**EXERCISE AIM**
Return, unchanged, the lines of the listing from the line with "of tree silhouette" to the line with "[[422, 482, 485, 550], [422, 484, 481, 529]]", both included.

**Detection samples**

__________

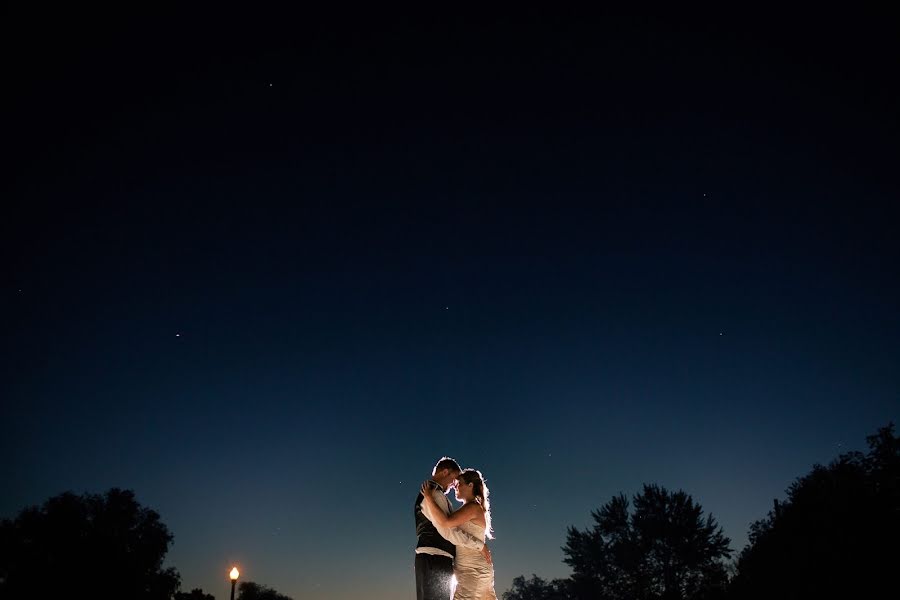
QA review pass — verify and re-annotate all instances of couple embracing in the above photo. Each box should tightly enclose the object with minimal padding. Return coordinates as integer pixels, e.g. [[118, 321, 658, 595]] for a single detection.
[[414, 456, 497, 600]]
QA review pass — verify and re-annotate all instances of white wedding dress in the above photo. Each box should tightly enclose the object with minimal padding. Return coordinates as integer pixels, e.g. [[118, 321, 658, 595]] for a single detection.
[[453, 521, 497, 600]]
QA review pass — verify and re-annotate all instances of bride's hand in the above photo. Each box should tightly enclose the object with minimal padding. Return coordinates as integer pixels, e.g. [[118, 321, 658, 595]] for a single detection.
[[421, 481, 434, 504]]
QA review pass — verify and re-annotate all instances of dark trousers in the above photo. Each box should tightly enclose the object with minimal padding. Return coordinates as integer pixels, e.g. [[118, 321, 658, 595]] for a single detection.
[[416, 554, 453, 600]]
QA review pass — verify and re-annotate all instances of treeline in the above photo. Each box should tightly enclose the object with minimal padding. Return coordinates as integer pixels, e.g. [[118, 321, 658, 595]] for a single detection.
[[0, 489, 291, 600], [503, 424, 900, 600], [0, 424, 900, 600]]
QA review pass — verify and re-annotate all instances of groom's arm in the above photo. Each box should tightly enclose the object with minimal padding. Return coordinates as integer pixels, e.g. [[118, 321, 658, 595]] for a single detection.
[[422, 490, 484, 550]]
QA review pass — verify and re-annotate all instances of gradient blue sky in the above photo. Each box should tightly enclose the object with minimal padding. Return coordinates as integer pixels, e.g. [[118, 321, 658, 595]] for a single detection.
[[0, 9, 900, 600]]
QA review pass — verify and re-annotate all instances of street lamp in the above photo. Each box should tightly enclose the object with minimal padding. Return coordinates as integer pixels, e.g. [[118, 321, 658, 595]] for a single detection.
[[228, 567, 241, 600]]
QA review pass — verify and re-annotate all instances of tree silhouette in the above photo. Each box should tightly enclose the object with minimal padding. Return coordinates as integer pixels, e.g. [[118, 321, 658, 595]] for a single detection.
[[175, 588, 216, 600], [563, 485, 731, 600], [503, 575, 574, 600], [238, 581, 292, 600], [0, 488, 180, 600], [730, 424, 900, 600]]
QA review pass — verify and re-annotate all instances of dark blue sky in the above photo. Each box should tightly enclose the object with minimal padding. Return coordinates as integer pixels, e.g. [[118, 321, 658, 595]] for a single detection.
[[0, 9, 900, 599]]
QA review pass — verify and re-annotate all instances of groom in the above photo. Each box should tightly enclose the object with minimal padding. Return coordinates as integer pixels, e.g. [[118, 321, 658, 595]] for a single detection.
[[414, 456, 489, 600]]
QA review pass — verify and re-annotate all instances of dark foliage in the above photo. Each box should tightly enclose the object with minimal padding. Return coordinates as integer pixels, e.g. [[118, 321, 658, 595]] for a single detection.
[[503, 575, 575, 600], [175, 588, 216, 600], [563, 485, 731, 600], [238, 581, 292, 600], [731, 424, 900, 600], [0, 489, 180, 600]]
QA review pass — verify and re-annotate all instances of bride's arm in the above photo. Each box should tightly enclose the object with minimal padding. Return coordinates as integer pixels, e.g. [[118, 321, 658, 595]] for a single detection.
[[422, 482, 485, 550], [422, 484, 481, 529]]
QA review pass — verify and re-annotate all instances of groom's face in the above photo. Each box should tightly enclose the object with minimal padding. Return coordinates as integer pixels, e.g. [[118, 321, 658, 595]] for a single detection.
[[434, 469, 459, 491]]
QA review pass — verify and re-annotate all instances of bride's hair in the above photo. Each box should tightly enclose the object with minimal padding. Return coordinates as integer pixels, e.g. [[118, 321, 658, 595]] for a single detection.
[[457, 469, 494, 540]]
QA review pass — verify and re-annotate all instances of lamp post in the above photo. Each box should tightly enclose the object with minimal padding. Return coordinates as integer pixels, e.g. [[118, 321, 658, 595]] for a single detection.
[[228, 567, 241, 600]]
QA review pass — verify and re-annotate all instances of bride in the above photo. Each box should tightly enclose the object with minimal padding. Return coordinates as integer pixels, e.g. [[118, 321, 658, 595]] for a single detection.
[[422, 469, 497, 600]]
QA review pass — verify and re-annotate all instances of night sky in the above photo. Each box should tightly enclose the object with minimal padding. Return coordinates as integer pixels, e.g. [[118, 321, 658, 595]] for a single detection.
[[0, 5, 900, 600]]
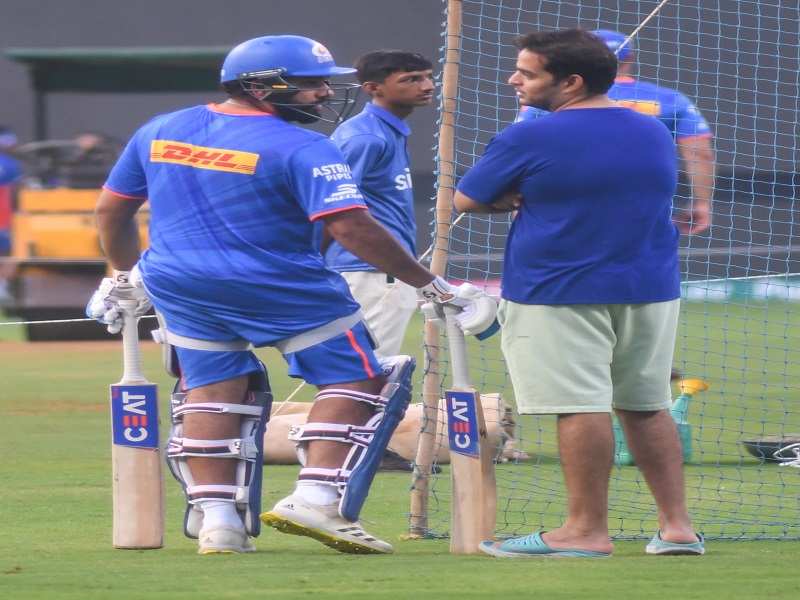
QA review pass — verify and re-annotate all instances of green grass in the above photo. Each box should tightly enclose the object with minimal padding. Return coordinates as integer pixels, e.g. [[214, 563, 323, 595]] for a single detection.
[[0, 308, 800, 600]]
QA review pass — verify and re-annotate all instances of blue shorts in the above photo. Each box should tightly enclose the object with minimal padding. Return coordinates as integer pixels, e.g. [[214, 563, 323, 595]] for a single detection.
[[175, 323, 383, 390]]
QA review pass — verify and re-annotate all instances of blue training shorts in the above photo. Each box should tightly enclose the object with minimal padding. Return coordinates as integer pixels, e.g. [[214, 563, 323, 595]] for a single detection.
[[175, 323, 383, 390]]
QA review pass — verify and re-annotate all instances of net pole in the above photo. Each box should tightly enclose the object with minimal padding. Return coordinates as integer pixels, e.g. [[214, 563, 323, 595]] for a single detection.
[[410, 0, 461, 536]]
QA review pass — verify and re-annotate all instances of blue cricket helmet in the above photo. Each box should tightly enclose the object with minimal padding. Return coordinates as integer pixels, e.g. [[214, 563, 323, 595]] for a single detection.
[[592, 29, 633, 60], [220, 35, 356, 83]]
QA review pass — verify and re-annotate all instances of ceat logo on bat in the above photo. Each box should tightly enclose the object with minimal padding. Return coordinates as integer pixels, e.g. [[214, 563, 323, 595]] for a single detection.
[[150, 140, 259, 175], [111, 385, 159, 449], [311, 43, 333, 62], [445, 390, 480, 457]]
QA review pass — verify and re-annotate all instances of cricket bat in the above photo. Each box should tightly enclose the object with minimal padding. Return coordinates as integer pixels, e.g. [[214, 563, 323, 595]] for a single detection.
[[111, 300, 165, 549], [443, 305, 497, 554]]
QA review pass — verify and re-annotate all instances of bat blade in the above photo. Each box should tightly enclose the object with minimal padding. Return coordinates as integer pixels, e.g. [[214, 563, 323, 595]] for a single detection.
[[111, 383, 165, 549], [110, 301, 166, 549], [445, 388, 497, 554], [444, 305, 497, 554]]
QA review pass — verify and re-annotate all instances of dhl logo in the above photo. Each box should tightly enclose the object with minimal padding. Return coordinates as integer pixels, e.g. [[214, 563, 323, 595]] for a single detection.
[[616, 100, 661, 117], [150, 140, 258, 175]]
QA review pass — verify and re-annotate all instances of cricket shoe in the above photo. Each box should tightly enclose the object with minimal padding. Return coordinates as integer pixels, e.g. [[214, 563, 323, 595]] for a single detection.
[[261, 496, 394, 554], [197, 525, 256, 554]]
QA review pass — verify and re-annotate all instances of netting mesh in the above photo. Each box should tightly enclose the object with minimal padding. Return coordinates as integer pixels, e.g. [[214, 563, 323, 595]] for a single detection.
[[411, 0, 800, 539]]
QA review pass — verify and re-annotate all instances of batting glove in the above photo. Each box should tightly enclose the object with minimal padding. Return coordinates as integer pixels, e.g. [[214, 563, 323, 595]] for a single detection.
[[417, 277, 497, 339], [86, 266, 152, 333]]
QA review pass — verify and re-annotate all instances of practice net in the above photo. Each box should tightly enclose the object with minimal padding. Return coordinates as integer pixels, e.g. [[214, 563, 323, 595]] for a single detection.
[[410, 0, 800, 540]]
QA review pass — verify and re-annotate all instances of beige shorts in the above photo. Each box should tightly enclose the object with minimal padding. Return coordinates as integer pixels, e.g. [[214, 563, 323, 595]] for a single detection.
[[342, 271, 418, 358], [498, 300, 680, 414]]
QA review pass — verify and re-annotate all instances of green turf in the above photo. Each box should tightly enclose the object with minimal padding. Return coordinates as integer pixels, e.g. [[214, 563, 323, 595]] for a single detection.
[[0, 308, 800, 600]]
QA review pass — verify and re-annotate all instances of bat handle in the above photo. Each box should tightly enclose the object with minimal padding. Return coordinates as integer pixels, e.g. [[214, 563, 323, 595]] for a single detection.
[[442, 304, 472, 388], [119, 300, 145, 383]]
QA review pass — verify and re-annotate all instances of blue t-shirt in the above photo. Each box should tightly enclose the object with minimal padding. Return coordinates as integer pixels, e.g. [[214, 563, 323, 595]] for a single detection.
[[105, 105, 366, 340], [458, 108, 680, 305], [517, 77, 712, 141], [325, 103, 417, 272]]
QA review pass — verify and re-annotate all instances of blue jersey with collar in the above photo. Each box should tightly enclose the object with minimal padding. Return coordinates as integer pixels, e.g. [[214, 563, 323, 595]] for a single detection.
[[517, 77, 712, 141], [458, 108, 680, 305], [325, 103, 417, 272], [105, 105, 366, 341]]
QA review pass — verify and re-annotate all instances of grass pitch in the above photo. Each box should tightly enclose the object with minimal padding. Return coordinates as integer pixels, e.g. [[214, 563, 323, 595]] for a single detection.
[[0, 312, 800, 600]]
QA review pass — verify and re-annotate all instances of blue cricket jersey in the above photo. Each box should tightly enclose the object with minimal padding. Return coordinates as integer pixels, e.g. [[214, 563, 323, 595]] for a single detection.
[[458, 107, 680, 305], [105, 105, 366, 342], [517, 77, 712, 141], [325, 103, 417, 272]]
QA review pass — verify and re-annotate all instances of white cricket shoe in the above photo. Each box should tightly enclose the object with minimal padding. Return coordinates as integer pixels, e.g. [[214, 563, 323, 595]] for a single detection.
[[197, 525, 256, 554], [261, 496, 394, 554]]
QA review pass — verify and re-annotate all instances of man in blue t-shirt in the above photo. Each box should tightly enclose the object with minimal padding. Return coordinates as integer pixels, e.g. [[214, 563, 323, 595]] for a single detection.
[[454, 29, 705, 557], [87, 35, 496, 554], [517, 29, 715, 234], [323, 50, 435, 356]]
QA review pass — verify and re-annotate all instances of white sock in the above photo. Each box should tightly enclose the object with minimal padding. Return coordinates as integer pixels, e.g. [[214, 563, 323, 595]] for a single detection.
[[199, 500, 244, 529], [294, 481, 339, 505]]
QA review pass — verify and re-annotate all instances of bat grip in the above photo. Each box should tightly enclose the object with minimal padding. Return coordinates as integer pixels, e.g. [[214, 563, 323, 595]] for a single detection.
[[119, 300, 145, 383], [442, 304, 472, 388]]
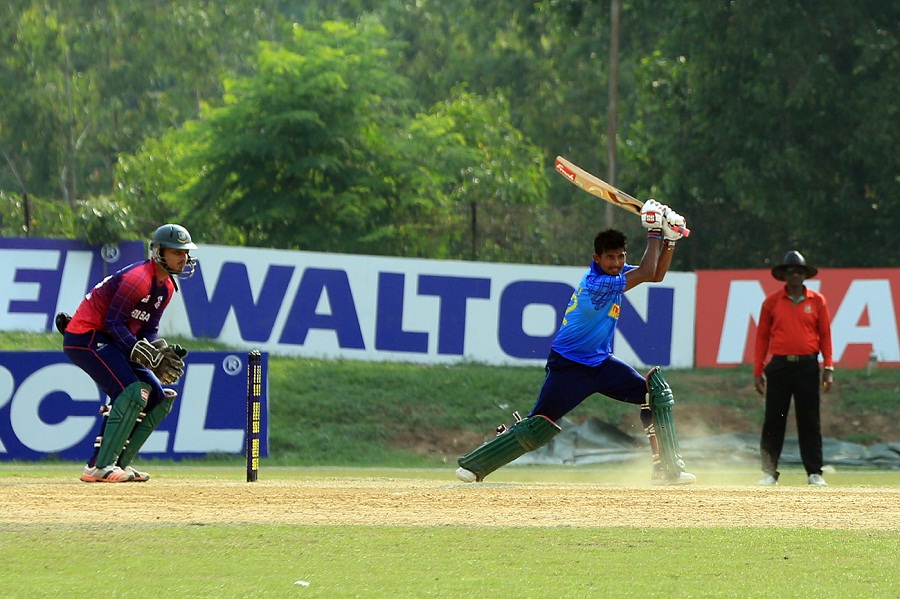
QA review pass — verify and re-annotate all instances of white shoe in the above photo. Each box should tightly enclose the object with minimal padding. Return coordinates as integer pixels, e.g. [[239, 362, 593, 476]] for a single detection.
[[122, 466, 150, 483], [81, 466, 134, 483], [456, 468, 478, 483], [650, 471, 697, 485]]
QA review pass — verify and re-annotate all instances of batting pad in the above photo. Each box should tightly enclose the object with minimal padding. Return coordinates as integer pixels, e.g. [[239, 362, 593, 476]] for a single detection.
[[118, 389, 178, 468], [94, 383, 150, 468], [647, 366, 684, 479], [457, 416, 561, 482]]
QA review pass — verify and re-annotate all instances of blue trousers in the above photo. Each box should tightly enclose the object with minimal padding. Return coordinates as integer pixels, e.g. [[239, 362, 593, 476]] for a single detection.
[[528, 350, 650, 427]]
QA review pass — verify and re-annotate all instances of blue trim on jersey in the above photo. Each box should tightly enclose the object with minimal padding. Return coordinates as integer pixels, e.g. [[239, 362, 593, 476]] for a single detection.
[[551, 261, 637, 366]]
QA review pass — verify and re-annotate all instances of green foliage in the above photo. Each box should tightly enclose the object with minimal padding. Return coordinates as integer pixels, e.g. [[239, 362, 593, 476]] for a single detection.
[[0, 191, 76, 238], [0, 0, 900, 270]]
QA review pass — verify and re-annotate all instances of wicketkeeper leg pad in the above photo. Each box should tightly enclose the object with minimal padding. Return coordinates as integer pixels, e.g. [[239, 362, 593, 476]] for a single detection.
[[647, 366, 684, 480], [457, 416, 560, 482], [95, 383, 150, 468], [118, 389, 178, 468]]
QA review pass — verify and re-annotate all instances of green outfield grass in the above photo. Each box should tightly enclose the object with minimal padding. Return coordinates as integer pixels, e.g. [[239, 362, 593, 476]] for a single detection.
[[0, 525, 898, 599], [0, 462, 900, 599]]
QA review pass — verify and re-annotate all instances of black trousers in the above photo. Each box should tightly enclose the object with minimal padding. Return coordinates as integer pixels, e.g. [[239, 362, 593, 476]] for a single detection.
[[759, 359, 822, 479]]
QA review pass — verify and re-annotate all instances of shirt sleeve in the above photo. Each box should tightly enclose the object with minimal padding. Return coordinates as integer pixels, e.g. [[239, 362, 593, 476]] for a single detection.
[[817, 295, 834, 368], [753, 298, 772, 376], [103, 269, 149, 353]]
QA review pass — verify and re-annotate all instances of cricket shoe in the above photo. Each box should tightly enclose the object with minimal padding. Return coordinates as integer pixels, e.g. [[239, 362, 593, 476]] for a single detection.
[[650, 468, 697, 485], [456, 468, 478, 483], [81, 466, 134, 483], [123, 466, 150, 483]]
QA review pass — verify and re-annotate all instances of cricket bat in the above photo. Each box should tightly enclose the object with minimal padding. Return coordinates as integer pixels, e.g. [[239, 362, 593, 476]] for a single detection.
[[556, 156, 691, 237]]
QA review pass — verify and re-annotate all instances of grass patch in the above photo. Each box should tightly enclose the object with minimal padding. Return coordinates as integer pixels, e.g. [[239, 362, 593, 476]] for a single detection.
[[0, 523, 898, 598]]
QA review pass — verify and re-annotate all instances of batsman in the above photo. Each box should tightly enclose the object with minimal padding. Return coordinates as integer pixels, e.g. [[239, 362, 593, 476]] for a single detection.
[[456, 200, 696, 485], [56, 224, 197, 483]]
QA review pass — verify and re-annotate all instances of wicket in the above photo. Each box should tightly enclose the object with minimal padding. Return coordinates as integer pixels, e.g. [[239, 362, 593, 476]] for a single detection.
[[247, 350, 262, 483]]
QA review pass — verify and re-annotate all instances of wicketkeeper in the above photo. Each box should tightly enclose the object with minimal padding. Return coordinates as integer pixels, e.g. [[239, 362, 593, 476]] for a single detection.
[[456, 200, 695, 485], [56, 224, 197, 483]]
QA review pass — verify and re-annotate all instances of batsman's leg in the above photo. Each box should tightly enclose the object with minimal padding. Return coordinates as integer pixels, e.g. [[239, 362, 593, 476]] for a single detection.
[[456, 416, 560, 483], [118, 389, 178, 482], [647, 366, 697, 485]]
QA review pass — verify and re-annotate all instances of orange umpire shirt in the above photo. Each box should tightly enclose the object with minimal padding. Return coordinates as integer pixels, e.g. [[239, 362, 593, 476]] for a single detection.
[[753, 285, 834, 376]]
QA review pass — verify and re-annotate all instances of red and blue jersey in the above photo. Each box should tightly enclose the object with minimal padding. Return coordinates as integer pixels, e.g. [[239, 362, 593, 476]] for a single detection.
[[551, 262, 636, 366], [66, 260, 175, 353]]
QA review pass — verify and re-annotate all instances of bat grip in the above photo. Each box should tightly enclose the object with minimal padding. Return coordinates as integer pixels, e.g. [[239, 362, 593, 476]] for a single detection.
[[672, 226, 691, 237]]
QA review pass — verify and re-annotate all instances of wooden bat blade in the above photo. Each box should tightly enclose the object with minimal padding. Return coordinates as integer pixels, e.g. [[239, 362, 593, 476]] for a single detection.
[[556, 156, 691, 237], [556, 156, 644, 214]]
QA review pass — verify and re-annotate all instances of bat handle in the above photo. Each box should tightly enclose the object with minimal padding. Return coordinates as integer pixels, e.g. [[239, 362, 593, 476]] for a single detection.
[[672, 227, 691, 237]]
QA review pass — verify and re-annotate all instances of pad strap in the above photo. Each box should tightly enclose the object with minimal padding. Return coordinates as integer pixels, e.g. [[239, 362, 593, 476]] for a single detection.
[[457, 416, 561, 482], [95, 383, 150, 468]]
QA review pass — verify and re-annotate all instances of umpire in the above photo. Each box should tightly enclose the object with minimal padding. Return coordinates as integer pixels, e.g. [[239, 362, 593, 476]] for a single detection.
[[753, 251, 834, 486]]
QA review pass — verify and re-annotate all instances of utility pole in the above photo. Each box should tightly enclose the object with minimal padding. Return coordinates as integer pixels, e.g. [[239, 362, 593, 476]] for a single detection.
[[606, 0, 622, 226]]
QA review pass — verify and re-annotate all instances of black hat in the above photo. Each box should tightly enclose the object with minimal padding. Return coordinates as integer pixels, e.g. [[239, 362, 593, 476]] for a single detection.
[[772, 250, 819, 281]]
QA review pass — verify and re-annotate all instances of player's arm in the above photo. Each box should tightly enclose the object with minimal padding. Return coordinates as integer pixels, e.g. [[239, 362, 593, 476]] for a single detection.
[[103, 270, 150, 353], [753, 301, 772, 395]]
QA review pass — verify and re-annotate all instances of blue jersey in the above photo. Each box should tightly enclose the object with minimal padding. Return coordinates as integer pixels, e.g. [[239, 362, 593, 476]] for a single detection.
[[551, 262, 637, 366]]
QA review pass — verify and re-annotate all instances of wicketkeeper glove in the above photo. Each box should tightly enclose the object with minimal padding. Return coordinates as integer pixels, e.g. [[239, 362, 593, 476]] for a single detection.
[[150, 339, 187, 385], [641, 200, 665, 232]]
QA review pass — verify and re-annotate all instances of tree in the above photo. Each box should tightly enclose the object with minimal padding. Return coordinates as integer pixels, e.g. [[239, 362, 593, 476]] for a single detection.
[[115, 20, 543, 257], [633, 1, 900, 268]]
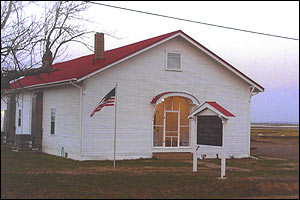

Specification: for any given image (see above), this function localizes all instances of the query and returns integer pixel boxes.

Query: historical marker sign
[197,116,223,146]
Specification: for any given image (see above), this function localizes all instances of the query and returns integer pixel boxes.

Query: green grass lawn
[1,146,299,199]
[251,128,299,137]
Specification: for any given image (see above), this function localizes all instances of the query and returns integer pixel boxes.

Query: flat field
[1,128,299,199]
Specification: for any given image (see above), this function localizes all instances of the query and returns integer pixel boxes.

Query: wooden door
[5,95,16,144]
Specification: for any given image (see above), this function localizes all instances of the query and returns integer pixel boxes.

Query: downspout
[247,86,255,157]
[70,81,83,157]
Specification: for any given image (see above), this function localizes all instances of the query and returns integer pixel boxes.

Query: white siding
[1,95,7,131]
[42,85,81,159]
[83,38,250,159]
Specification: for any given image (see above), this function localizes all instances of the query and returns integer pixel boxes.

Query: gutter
[69,80,83,157]
[1,78,77,94]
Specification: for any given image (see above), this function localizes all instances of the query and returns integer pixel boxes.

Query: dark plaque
[197,116,223,146]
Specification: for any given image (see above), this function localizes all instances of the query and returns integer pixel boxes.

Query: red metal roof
[205,101,235,117]
[11,30,263,89]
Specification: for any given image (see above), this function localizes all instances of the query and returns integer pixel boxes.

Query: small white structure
[1,30,264,160]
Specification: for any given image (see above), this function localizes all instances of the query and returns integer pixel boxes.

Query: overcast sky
[43,1,299,123]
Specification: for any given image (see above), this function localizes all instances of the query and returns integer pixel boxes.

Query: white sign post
[218,147,226,179]
[193,145,200,172]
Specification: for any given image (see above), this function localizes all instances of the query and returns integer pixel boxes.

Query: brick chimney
[94,33,104,61]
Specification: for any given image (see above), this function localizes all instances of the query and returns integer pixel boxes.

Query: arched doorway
[153,96,194,148]
[31,92,43,149]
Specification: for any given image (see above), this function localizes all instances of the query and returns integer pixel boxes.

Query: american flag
[90,88,116,117]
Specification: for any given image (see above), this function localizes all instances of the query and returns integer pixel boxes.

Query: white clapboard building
[1,30,264,160]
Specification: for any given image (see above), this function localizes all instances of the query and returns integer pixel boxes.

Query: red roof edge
[205,101,235,117]
[178,30,264,91]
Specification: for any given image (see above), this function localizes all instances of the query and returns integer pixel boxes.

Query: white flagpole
[114,82,118,168]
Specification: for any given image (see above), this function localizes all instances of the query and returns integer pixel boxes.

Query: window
[18,110,22,127]
[1,110,7,131]
[166,52,181,71]
[50,108,56,135]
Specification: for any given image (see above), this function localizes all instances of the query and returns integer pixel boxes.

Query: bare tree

__________

**EXERCISE OUTPUT**
QA review pass — verify and re-annotate all instances of tree silhouette in the above photo. Each box should tightly enclose the object with minimal padding. Return coordinates as integer pixels, e.g. [[118, 321, 658, 595]] for a single detection.
[[175, 588, 216, 600], [563, 485, 731, 600], [503, 575, 574, 600], [238, 581, 292, 600], [0, 488, 180, 600], [730, 424, 900, 600]]
QA review pass — verify and re-annotate all instances of dark blue sky in the above photo. Each box should tightly enclose the object with minimal padding. Return coordinates as integer pixels, e.g. [[118, 321, 658, 595]] for a single detection.
[[0, 9, 900, 599]]
QA review pass — verify and re-annotate all instances of groom in the above photo. Each box should tightly enclose the object with minimal padding. Return coordinates as integer pixels, e.g. [[118, 321, 658, 595]] for a single detection.
[[414, 456, 489, 600]]
QA review pass — verify and re-annotate all instances of dark foliage in the above photo. Each box should tightly enclose the object with minimal padding. Return coordinates as integer pixels, e.g. [[118, 321, 658, 595]] for a single detection.
[[503, 575, 575, 600], [175, 588, 216, 600], [563, 485, 731, 600], [238, 581, 292, 600], [731, 424, 900, 600], [0, 489, 180, 600]]
QA review pass — verify and re-annotate all instances of bride's arm in the above photo. Each box should tightly enclose the object with minimal padding. Return coordinates as integer pixels, e.g. [[118, 321, 658, 595]] for a single detection.
[[422, 482, 485, 550], [422, 484, 481, 529]]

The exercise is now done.